--- STUDY TEXT ---
════════════════

Half of US coral reefs are in poor or fair condition, threatened by climate change and human activities like sports fishing, shipping and the release of untreated sewage, a US government report said.

Reefs in the Caribbean, in particular, are under severe assault and coral in the US Virgin Islands and off Puerto Rico had not recovered from 2005, when unusually warm waters that led to massive bleaching and disease killed up to 90 per cent of the marine organisms on some reefs.

"The evidence is warning us that many of our coral reef ecosystems are imperiled and we as a community must act now," said Kacky Andrews, programme manager of the Coral Reef Conservation programme at the National Oceanic and Atmospheric Administration.

The new NOAA report on the state of coral reefs in the US and Pacific territories, including Palau and Guam, was presented at a meeting of coral reef scientists in Fort Lauderdale, Florida.

It was the third such report and the second to be based on actual monitoring of reefs. The reefs were classified as excellent, good, fair or poor based on such things as water quality, fish population and the threats they faced.

The last report was issued in 2005 when warm Atlantic waters killed off large swaths of coral through bleaching, a condition that occurs when environmental stresses, like heat, break down the symbiotic relationship between coral polyps and unicellular algae that give them colour.

Half the coral reefs off the US Virgin Islands and Puerto Rico were killed that year, said Jenny Waddell, a marine biologist at NOAA's Centre for Coastal Monitoring and Assessment. On some reefs, the fatality rate reached 90 per cent, she said.

A series of powerful hurricanes also devastated coral reefs off the Florida Keys in 2005.

But scientists at NOAA said coral reefs had been suffering for much longer due to a warming climate and other "stressors," many due to human activity, such as overfishing and damage caused by ship anchors.

"It is important to note that these declines did not happen overnight, they did not happen during the last three years," said Dr Andrews.

════════════════

[Referring expression data]
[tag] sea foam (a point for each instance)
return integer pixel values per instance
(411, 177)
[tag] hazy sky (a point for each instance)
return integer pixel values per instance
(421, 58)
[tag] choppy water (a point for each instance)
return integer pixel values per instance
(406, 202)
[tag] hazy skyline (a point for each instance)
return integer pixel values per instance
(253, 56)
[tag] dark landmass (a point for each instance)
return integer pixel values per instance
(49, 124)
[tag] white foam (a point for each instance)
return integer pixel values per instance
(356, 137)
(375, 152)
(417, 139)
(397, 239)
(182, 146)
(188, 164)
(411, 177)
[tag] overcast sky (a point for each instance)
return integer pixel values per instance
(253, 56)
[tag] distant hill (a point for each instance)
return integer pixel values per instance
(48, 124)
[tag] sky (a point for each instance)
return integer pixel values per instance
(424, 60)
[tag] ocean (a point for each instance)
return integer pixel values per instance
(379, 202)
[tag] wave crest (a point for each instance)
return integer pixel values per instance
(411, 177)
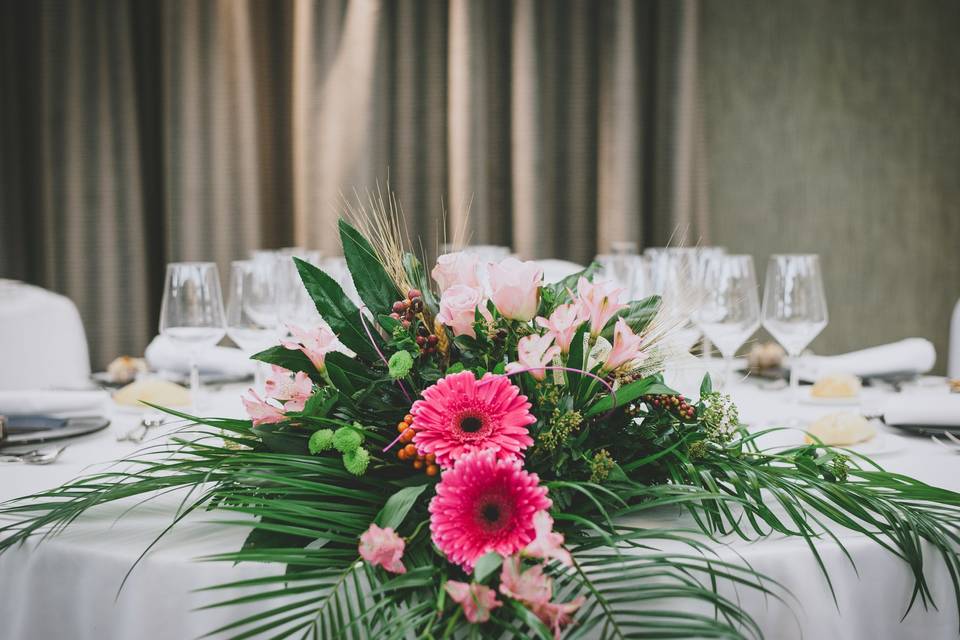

════════════════

--- INSTRUCTIONS ---
1) Repeat the passage of the coral reef report from "Half of US coral" through "on some reefs.".
2) In the coral reef report, what killed up to 90 percent of the marine organisms on some reefs in 2005?
Use only the text to answer.

--- PROBLEM SOLUTIONS ---
1)
Half of US coral reefs are in poor or fair condition, threatened by climate change and human activities like sports fishing, shipping and the release of untreated sewage, a US government report said.

Reefs in the Caribbean, in particular, are under severe assault and coral in the US Virgin Islands and off Puerto Rico had not recovered from 2005, when unusually warm waters that led to massive bleaching and disease killed up to 90 per cent of the marine organisms on some reefs.

2) Unusually warm waters that led to massive bleaching and disease.